Recorded data
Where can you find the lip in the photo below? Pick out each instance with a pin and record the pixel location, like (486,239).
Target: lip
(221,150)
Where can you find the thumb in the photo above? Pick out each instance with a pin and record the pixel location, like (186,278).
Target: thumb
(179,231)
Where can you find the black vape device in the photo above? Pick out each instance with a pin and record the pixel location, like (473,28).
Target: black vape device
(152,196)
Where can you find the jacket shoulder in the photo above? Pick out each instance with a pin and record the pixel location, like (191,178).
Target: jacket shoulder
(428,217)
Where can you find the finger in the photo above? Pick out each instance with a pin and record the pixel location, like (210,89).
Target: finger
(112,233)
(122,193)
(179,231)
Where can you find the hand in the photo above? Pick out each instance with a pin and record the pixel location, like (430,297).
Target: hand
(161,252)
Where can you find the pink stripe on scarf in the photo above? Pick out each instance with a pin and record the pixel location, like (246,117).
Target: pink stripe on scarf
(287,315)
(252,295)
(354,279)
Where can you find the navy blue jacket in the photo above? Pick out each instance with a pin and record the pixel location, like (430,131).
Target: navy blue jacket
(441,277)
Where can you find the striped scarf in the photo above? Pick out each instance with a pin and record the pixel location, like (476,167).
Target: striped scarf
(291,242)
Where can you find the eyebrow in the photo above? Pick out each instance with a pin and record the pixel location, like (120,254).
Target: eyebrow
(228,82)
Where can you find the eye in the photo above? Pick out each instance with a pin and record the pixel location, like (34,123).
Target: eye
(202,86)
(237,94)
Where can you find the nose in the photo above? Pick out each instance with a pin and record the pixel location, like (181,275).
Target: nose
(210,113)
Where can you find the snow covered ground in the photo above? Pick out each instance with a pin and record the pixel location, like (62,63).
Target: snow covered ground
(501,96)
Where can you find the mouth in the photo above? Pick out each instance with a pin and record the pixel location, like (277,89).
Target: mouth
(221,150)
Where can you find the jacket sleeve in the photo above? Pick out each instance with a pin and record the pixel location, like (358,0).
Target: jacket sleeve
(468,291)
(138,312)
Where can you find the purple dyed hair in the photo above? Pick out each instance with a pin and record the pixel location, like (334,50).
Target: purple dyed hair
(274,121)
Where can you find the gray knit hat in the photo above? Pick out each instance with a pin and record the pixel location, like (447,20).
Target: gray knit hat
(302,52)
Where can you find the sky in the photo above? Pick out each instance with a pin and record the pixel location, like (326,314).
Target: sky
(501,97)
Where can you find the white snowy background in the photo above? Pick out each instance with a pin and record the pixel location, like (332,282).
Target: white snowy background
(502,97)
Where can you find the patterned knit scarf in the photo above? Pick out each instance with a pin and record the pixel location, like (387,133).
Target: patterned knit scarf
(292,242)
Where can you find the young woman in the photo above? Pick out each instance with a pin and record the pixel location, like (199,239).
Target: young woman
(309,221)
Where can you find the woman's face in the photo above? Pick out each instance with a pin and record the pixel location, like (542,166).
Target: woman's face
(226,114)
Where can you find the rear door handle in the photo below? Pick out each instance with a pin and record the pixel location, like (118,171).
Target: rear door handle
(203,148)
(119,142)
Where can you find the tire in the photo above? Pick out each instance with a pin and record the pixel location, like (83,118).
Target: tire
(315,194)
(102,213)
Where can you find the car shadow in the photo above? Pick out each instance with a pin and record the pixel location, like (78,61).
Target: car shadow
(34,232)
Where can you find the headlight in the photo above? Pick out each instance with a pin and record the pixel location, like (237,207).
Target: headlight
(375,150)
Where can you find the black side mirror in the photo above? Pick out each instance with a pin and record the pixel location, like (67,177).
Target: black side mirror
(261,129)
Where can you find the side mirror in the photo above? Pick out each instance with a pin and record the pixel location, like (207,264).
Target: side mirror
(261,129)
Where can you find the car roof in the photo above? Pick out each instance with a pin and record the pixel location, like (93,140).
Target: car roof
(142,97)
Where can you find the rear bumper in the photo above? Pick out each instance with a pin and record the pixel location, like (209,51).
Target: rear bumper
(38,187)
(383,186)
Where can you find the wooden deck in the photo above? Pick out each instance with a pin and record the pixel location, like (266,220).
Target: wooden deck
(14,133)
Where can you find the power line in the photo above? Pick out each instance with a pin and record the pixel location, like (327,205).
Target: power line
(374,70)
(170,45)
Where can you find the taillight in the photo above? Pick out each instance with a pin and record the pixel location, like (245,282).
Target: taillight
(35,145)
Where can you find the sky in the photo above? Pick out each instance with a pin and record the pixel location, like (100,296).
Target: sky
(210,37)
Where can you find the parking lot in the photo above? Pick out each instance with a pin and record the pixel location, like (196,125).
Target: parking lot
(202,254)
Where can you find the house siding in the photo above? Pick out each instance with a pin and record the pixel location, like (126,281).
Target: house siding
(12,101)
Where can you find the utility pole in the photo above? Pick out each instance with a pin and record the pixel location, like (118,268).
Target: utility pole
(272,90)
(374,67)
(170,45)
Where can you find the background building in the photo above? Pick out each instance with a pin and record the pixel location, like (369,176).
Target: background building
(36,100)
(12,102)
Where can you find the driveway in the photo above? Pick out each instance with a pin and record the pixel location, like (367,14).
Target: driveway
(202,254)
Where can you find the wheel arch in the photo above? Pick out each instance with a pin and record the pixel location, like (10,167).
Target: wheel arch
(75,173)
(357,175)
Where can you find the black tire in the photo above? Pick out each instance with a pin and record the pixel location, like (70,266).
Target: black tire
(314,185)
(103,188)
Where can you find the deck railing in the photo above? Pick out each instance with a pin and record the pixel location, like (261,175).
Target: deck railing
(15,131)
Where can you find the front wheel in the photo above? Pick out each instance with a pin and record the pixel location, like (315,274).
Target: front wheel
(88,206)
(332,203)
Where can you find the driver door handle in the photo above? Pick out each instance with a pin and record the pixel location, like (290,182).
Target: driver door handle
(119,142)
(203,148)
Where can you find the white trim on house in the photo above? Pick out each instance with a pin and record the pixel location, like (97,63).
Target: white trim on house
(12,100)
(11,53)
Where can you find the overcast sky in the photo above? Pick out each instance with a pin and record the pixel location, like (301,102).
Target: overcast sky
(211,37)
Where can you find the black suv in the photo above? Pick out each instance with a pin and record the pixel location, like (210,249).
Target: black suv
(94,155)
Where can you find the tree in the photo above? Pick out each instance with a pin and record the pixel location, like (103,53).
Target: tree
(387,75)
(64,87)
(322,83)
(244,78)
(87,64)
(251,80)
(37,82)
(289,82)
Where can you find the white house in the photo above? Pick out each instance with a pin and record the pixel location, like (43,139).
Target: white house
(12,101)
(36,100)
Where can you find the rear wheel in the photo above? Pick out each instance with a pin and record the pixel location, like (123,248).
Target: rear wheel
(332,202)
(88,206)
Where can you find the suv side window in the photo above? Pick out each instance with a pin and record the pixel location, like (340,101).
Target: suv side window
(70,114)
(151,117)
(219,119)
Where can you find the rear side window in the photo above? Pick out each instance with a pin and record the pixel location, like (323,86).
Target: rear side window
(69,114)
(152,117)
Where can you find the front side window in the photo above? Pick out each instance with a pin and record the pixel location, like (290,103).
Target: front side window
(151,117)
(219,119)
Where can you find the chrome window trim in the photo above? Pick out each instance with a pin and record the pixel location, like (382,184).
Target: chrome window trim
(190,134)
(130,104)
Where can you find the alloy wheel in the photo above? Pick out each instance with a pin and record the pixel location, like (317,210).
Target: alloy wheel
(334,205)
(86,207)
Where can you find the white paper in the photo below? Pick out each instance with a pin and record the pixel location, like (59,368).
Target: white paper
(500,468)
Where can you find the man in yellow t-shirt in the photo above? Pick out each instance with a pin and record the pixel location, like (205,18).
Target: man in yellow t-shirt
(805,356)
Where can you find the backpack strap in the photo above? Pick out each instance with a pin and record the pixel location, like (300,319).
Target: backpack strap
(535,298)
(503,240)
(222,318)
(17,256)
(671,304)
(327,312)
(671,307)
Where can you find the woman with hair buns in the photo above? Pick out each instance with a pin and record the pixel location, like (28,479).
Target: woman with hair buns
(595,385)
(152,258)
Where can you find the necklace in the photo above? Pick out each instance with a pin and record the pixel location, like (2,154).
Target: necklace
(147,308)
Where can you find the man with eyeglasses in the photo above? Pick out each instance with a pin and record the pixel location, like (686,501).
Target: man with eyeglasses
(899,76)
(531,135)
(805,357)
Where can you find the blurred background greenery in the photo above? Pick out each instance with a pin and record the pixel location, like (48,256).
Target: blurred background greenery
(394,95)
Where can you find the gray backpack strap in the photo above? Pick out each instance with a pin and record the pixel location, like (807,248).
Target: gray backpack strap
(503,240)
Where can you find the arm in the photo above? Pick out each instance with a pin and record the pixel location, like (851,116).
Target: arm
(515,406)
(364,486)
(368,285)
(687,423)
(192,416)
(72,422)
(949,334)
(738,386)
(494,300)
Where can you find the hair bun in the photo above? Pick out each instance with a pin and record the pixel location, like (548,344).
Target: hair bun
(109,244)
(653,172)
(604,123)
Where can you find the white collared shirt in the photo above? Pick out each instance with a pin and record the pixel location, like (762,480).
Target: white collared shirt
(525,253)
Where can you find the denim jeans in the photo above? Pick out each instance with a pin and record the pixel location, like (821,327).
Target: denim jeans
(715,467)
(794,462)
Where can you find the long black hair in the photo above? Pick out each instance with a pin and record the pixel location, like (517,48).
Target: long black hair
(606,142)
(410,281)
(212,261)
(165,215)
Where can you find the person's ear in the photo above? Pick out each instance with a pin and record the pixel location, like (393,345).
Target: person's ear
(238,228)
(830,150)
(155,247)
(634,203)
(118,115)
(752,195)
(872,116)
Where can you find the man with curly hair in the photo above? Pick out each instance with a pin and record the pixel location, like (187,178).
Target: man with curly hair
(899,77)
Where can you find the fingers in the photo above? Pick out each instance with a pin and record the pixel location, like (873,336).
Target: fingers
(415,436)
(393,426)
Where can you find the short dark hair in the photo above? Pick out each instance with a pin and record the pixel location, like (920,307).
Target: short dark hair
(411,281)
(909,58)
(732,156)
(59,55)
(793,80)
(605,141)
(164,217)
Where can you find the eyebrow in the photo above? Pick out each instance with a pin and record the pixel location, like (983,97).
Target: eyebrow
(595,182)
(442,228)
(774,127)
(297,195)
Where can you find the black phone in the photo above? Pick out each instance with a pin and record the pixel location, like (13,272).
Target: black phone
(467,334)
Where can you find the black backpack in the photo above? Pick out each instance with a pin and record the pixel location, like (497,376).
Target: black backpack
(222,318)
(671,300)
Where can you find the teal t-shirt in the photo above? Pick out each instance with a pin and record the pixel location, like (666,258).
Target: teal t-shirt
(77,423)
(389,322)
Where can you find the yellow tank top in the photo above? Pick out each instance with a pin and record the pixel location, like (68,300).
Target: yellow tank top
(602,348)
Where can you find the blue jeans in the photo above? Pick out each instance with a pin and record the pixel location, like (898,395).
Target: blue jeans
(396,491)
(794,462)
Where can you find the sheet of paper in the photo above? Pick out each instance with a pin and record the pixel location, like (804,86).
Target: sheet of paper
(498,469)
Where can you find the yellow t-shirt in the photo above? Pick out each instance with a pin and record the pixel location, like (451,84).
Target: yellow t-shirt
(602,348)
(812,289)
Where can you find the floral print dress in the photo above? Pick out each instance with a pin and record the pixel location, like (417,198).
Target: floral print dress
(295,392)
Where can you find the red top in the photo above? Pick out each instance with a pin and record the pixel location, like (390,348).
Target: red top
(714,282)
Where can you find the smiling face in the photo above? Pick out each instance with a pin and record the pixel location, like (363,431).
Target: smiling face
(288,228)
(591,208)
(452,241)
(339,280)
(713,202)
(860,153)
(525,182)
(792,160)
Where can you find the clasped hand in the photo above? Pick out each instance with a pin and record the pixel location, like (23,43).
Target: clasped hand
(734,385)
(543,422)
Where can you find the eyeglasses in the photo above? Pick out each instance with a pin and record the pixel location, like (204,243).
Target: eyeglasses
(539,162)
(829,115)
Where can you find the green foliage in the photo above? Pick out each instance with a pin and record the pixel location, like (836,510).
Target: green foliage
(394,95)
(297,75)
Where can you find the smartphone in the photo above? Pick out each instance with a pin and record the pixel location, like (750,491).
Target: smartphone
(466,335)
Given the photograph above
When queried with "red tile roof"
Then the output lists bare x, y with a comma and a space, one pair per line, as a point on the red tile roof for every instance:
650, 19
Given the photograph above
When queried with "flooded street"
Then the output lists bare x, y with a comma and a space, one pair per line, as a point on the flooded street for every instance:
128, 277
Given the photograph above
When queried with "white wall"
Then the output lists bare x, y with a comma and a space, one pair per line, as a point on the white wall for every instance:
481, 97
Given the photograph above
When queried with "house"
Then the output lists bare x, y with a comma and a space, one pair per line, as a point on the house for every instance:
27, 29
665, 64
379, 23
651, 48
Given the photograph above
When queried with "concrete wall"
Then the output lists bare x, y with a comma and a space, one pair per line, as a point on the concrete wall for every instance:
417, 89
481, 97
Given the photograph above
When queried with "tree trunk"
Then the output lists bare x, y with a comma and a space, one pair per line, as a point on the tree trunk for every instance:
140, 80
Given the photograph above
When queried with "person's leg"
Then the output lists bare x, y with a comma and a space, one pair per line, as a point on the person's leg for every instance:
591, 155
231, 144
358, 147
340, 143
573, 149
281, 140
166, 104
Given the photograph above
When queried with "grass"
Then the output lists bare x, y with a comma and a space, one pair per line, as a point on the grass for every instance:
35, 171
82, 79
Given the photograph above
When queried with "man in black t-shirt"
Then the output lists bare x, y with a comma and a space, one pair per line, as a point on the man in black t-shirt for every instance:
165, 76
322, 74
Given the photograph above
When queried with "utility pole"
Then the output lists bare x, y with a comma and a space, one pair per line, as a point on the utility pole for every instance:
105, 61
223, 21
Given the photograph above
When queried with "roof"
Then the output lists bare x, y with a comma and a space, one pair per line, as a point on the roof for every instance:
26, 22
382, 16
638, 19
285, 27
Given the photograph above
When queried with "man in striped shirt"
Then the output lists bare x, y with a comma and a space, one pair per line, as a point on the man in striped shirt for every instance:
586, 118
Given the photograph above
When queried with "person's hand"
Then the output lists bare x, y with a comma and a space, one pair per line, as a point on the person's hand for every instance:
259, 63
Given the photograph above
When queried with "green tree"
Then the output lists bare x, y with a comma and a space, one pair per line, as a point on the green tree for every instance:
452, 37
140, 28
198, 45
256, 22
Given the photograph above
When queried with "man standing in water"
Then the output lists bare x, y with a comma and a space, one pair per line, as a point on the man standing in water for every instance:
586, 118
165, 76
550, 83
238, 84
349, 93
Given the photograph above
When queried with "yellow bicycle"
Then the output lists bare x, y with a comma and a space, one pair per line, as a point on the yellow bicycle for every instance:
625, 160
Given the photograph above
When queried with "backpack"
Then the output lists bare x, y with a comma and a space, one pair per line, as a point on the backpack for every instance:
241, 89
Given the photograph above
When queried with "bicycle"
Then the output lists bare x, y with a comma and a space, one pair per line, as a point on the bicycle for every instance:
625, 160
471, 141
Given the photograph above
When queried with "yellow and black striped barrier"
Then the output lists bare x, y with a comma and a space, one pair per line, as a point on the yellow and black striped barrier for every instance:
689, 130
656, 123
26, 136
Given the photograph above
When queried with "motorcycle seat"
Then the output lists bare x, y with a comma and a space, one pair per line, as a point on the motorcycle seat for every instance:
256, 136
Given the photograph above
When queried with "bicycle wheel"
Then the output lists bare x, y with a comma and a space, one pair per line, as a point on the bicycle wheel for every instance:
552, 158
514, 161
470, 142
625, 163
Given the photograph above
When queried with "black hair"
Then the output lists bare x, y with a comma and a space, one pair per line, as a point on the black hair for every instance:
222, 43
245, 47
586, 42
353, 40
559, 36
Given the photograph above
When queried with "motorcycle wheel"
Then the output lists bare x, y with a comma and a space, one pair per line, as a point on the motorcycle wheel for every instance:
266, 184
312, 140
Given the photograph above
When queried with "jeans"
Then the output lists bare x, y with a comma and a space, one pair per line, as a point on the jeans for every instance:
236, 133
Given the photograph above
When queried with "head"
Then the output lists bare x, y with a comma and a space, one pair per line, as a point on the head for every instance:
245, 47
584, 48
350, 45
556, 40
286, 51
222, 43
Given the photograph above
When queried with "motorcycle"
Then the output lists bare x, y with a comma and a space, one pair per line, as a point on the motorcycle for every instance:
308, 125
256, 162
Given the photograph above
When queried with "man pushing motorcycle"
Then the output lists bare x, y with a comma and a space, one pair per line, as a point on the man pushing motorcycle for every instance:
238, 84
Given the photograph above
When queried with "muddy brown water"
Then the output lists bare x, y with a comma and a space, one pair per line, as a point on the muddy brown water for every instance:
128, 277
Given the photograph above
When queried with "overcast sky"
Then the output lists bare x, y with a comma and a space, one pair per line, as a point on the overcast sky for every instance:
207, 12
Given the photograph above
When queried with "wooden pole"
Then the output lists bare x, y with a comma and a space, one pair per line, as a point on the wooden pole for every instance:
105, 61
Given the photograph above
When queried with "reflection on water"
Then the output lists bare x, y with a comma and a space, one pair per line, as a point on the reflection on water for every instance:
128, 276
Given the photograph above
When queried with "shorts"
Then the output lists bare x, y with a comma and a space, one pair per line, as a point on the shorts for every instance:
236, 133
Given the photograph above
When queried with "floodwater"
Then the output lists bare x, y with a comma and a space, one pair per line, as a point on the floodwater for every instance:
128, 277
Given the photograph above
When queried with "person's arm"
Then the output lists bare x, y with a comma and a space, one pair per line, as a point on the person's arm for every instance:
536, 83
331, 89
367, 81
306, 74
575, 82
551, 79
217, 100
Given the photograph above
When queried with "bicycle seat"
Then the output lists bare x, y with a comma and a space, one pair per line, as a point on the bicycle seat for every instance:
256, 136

*Instructions for the task:*
Look through the entries above, and wherever a line holds the string "below", copy it.

*Response to this task:*
Where can you find the lip in the photo below? Pick out each instance with a pin and record the pixel location, like (486,239).
Where can you find the rear door handle in the photo below? Pick out each instance with a pin and record the pixel location, like (118,171).
Where can you find the white paper in the photo below? Pick out each instance with a pin and record the pixel location, like (59,368).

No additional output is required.